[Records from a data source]
****************************************
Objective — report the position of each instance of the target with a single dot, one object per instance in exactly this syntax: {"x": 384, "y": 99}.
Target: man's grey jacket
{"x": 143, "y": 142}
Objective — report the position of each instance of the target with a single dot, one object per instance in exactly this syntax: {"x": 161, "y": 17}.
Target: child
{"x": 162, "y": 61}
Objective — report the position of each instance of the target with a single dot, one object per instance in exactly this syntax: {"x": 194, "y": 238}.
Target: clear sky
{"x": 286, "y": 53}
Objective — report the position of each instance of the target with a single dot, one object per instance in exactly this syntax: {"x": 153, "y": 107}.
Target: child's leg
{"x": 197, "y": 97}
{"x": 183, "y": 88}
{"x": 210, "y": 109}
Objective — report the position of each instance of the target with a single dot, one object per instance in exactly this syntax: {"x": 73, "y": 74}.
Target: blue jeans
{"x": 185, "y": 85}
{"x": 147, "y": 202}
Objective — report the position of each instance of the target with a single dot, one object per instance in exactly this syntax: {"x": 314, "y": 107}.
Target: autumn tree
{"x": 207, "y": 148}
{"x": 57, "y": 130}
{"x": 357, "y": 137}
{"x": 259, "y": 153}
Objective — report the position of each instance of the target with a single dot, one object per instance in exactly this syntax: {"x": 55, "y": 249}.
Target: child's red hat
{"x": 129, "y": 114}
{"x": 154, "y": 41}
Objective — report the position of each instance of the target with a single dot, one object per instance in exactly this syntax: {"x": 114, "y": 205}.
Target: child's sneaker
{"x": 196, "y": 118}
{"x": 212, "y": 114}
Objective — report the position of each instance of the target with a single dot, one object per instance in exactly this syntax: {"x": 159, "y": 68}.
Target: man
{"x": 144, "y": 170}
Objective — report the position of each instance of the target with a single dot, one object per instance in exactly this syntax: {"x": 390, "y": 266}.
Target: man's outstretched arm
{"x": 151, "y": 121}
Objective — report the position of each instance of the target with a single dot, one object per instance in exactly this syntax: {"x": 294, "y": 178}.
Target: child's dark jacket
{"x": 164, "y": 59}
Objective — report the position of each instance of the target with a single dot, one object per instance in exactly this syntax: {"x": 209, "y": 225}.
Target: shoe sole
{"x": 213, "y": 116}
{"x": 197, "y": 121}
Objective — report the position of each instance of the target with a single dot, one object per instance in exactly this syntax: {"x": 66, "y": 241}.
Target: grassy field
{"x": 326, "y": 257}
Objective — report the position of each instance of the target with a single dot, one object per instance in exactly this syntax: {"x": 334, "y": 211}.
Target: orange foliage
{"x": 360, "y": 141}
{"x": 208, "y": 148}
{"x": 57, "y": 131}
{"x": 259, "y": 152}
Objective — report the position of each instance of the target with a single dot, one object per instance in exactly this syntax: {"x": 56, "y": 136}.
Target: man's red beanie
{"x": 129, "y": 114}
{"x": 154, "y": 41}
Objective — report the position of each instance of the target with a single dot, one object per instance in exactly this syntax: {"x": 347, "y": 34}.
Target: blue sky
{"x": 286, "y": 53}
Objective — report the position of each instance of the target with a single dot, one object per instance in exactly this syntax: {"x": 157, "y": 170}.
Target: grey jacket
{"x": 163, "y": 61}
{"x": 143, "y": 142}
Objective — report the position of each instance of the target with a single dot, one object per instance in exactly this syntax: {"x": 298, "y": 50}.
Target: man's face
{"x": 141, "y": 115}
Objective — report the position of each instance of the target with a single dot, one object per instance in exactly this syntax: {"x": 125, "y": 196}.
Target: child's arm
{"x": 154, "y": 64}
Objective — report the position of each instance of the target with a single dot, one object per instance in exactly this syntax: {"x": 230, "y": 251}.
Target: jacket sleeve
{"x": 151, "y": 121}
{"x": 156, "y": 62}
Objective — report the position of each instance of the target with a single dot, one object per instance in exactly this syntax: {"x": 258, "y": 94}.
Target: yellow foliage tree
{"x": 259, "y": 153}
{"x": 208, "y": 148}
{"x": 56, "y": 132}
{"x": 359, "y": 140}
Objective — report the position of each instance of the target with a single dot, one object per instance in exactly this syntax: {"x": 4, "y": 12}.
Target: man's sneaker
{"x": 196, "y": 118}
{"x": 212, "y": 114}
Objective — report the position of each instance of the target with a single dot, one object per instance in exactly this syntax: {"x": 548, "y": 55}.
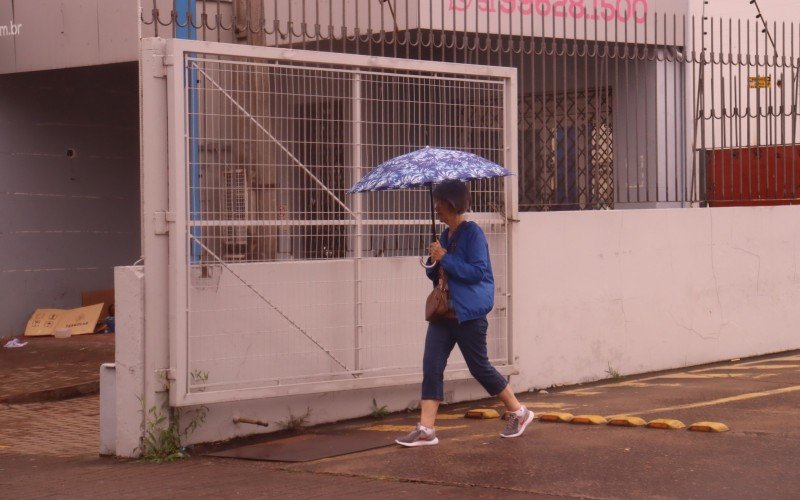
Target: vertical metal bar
{"x": 187, "y": 10}
{"x": 358, "y": 249}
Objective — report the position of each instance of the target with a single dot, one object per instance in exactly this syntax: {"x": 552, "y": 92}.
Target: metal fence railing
{"x": 281, "y": 282}
{"x": 619, "y": 107}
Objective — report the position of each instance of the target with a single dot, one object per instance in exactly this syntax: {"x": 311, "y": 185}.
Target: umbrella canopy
{"x": 426, "y": 167}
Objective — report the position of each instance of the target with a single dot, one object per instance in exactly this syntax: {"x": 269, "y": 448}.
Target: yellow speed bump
****************************************
Gather every line in the entries above that contains the word "metal".

Target: vertical metal bar
Target: metal fence railing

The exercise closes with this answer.